■ **DIRECTIVE**
Copy out, word for word, everything in the material below from the line containing "of the green" down to the line containing "of the window", with both of those lines included.

■ **GIVEN ENTRIES**
——————
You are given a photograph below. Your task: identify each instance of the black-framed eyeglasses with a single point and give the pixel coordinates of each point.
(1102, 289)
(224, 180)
——————
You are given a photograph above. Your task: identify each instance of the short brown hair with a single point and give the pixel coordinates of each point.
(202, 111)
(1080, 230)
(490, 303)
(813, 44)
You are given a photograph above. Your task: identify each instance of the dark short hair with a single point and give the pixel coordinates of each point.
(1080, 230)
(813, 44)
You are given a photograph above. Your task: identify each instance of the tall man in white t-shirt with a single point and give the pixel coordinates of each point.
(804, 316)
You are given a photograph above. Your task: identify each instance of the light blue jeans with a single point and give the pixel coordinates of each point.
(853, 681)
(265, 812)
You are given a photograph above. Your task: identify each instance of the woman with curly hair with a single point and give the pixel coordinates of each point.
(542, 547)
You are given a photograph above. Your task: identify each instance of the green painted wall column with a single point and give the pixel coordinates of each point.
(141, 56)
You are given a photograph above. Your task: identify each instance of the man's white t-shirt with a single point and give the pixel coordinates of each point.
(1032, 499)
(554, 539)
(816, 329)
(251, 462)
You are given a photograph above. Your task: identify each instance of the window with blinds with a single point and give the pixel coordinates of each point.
——————
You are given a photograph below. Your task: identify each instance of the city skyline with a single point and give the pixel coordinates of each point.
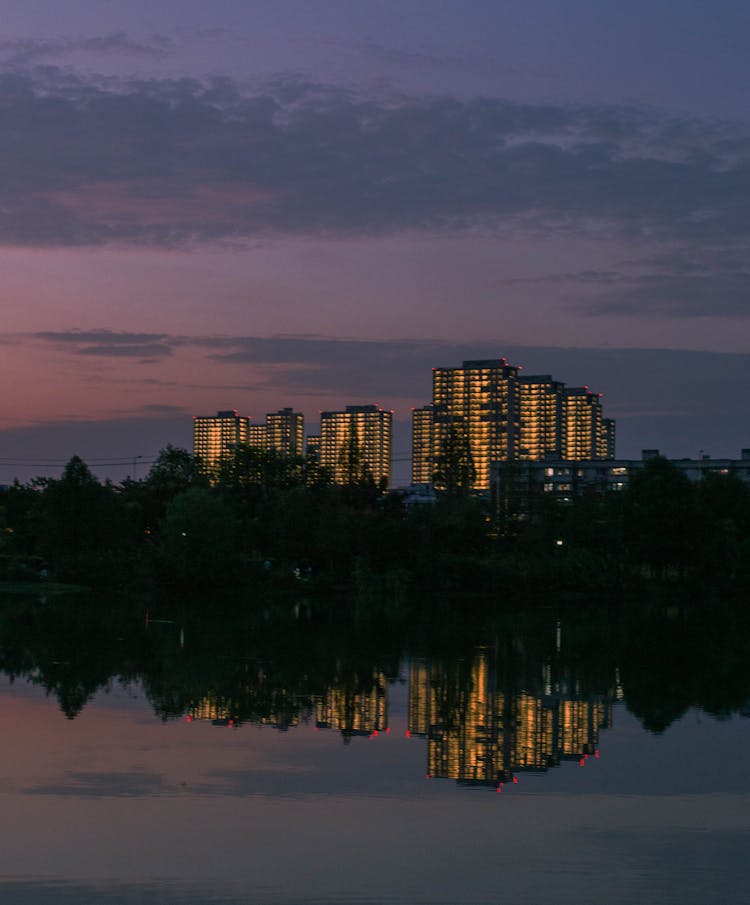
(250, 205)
——————
■ **RESULT**
You are given a photograph above. Your task: identify each instance of the green painted wall column with a single point and give the pixel coordinates of each point.
(141, 56)
You are given a photograph above. Your task: identify each instance of the man's white t-shirt with a single point and give the pixel coordinates of each point.
(1032, 499)
(554, 539)
(816, 329)
(251, 462)
You are given a photograph above. Your task: identify each instance of the window with blinds with a single point and give the pixel coordinates of each point.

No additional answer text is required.